WHAT YOU WILL DO: Could you retype every record below exactly as it appears?
--------
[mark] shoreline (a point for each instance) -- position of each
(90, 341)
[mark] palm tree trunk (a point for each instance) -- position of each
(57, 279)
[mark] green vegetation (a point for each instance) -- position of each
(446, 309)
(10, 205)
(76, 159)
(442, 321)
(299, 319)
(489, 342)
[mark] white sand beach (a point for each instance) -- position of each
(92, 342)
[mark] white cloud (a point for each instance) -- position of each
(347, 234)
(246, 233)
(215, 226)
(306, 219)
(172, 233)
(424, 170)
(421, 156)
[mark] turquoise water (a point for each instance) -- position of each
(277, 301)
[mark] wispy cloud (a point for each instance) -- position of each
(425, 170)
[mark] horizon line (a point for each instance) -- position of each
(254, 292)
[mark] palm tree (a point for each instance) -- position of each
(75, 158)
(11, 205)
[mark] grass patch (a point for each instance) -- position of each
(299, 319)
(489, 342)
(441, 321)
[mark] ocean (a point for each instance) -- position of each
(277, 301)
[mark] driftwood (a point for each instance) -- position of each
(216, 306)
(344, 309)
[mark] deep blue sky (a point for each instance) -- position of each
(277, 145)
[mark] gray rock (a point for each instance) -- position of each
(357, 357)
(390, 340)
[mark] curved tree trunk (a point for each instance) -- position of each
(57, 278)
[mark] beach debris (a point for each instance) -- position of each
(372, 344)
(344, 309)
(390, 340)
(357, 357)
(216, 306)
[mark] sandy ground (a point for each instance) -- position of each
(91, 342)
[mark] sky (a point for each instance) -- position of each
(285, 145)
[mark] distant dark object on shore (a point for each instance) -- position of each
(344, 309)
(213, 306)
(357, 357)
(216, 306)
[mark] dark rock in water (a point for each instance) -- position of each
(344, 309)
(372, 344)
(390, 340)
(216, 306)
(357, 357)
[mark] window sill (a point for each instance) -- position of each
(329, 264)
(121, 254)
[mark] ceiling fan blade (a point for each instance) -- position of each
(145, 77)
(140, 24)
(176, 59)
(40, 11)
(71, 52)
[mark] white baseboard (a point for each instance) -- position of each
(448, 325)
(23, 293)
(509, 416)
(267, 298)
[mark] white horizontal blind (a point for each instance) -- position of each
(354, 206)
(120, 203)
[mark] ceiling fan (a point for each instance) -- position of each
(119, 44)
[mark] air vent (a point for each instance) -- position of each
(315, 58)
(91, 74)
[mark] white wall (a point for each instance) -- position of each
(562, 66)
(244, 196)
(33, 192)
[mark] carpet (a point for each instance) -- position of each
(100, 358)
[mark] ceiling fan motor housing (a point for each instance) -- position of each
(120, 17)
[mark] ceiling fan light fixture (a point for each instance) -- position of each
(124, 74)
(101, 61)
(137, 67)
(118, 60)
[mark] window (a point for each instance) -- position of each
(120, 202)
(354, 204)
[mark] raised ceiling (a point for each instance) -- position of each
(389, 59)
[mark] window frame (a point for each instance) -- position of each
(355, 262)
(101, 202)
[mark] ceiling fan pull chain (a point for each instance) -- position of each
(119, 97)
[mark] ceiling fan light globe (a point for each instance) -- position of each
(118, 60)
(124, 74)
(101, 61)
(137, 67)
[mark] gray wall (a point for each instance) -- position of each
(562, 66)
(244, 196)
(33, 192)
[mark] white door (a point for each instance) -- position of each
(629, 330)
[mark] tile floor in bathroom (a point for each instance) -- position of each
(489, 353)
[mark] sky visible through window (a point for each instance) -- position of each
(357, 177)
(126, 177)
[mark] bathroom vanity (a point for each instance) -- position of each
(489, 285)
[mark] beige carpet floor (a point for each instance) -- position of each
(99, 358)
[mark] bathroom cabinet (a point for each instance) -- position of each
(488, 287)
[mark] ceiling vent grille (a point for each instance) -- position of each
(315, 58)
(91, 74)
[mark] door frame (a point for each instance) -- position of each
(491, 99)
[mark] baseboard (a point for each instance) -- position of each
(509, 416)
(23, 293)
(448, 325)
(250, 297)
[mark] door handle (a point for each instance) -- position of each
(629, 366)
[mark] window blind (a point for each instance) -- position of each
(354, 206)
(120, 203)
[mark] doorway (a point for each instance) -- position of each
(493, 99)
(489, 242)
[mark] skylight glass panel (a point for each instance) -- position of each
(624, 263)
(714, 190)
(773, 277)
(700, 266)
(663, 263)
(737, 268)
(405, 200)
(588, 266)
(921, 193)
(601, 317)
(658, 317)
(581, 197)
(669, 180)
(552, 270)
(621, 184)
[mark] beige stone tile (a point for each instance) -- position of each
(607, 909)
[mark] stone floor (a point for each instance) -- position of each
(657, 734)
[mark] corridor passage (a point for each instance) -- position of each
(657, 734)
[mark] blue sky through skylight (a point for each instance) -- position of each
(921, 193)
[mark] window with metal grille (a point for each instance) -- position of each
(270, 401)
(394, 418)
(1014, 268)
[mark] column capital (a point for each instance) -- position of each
--------
ANSWER:
[mark] shoreline (a point for each instance) -- position of each
(90, 341)
[mark] palm tree trunk (a point for each instance) -- position of each
(57, 279)
[mark] green vegetation (a point for each instance) -- position of each
(446, 309)
(10, 205)
(76, 159)
(442, 321)
(299, 319)
(489, 342)
[mark] white sand beach (a point for each instance) -- position of each
(92, 342)
[mark] white cloud (a point for each instance) -- position of each
(347, 234)
(246, 233)
(215, 226)
(306, 219)
(172, 233)
(424, 170)
(421, 156)
[mark] turquoise water (a point for each instance) -- position of each
(277, 301)
[mark] wispy cloud (a point for each instance) -- position of each
(425, 170)
[mark] horizon line (a point for each instance) -- position of each
(254, 292)
[mark] palm tree (a point for each instance) -- position of each
(75, 158)
(11, 205)
[mark] grass patch (a point for each instance) -- position of each
(299, 319)
(489, 342)
(441, 321)
[mark] ocean (a point for each instance) -- position of each
(277, 301)
[mark] driftwood (a point for each instance) -- position of each
(216, 306)
(344, 309)
[mark] deep blue sky (a point for each instance) -- position of each
(277, 145)
[mark] gray rock (a point for each instance) -- position of each
(357, 357)
(390, 340)
[mark] curved tree trunk (a point for each instance) -- position of each
(57, 278)
[mark] beach debris (a point for each instance) -- position of each
(372, 344)
(344, 309)
(390, 340)
(357, 357)
(216, 306)
[mark] sandy ground (a point for each instance) -- position of each
(91, 342)
[mark] sky (a point for each instance) -- position of each
(285, 145)
[mark] distant dark object on shore (a point for each instance) -- position of each
(344, 309)
(213, 306)
(357, 357)
(216, 306)
[mark] dark rock in water (a point for each instance) -- position of each
(344, 309)
(372, 344)
(390, 340)
(216, 306)
(357, 357)
[mark] window sill (a point for each instance) -- position of each
(329, 264)
(121, 254)
[mark] ceiling fan blade (a point for each instance) -- position of each
(145, 77)
(140, 24)
(176, 59)
(40, 11)
(71, 52)
[mark] white baseboard (a point for each instance) -- position of each
(448, 325)
(23, 293)
(509, 416)
(267, 298)
[mark] white horizontal blind (a point for each instance) -- position of each
(354, 206)
(120, 203)
[mark] ceiling fan (a point for each instance) -- position of each
(119, 44)
[mark] air vent (a point for each instance) -- position of each
(315, 58)
(91, 74)
[mark] white wall (a point for each instance) -- position of each
(562, 66)
(244, 196)
(33, 192)
[mark] carpet (a point for each instance) -- position of each
(100, 358)
[mark] ceiling fan motor housing (a point for each instance) -- position of each
(120, 17)
[mark] ceiling fan light fixture (a point for each instance) -- position of each
(124, 74)
(101, 61)
(137, 67)
(118, 60)
[mark] window (a point for each instance) -- position of each
(120, 202)
(354, 204)
[mark] raised ceiling (a point for each instance) -- position of each
(389, 59)
[mark] window frame (a point for each instance) -- position of each
(355, 262)
(101, 202)
[mark] ceiling fan pull chain (a point for each instance) -- position of each
(119, 97)
[mark] ceiling fan light globe (a point for each instance) -- position of each
(118, 60)
(124, 74)
(101, 61)
(137, 67)
[mark] gray wall (a point for each instance) -- position of each
(562, 66)
(244, 196)
(33, 192)
[mark] white door (a point for each instance) -- position of each
(629, 330)
[mark] tile floor in bathroom (a point for each instance) -- position of each
(489, 353)
[mark] sky visible through window (a point for each instance) -- position of each
(357, 177)
(126, 177)
[mark] bathroom vanity (a point for each instance) -- position of each
(489, 285)
[mark] beige carpet floor (a point for each instance) -- position of each
(99, 358)
[mark] bathroom cabinet (a point for each instance) -- position of each
(488, 287)
[mark] ceiling vent grille (a point for each instance) -- position of each
(315, 58)
(91, 74)
[mark] door frame (a point for each instance) -- position of each
(491, 99)
[mark] baseboard (a point for each instance) -- position of each
(509, 416)
(23, 293)
(448, 325)
(250, 297)
[mark] door handle (a point for each instance) -- position of each
(629, 366)
[mark] window blind (a point for each instance) -- position of each
(354, 206)
(120, 203)
[mark] doorway (a point for each instance) -- position of each
(493, 99)
(489, 242)
[mark] skylight glass panel (a point for each instance) -- position of each
(624, 263)
(714, 190)
(773, 277)
(700, 266)
(663, 263)
(737, 268)
(405, 200)
(588, 266)
(921, 193)
(601, 317)
(658, 317)
(581, 197)
(669, 180)
(552, 270)
(621, 184)
[mark] beige stone tile (a point for each instance) -- position of each
(607, 909)
[mark] stone floor (a point for each instance) -- position of each
(657, 734)
[mark] corridor passage (a point for each instance) -- position of each
(657, 734)
[mark] blue sky through skylight (a point for each instance) -- position of each
(921, 193)
[mark] window with metal grille (a point for each instance) -- position of each
(270, 401)
(394, 418)
(1014, 268)
[mark] column capital (a point for each instance) -- position of each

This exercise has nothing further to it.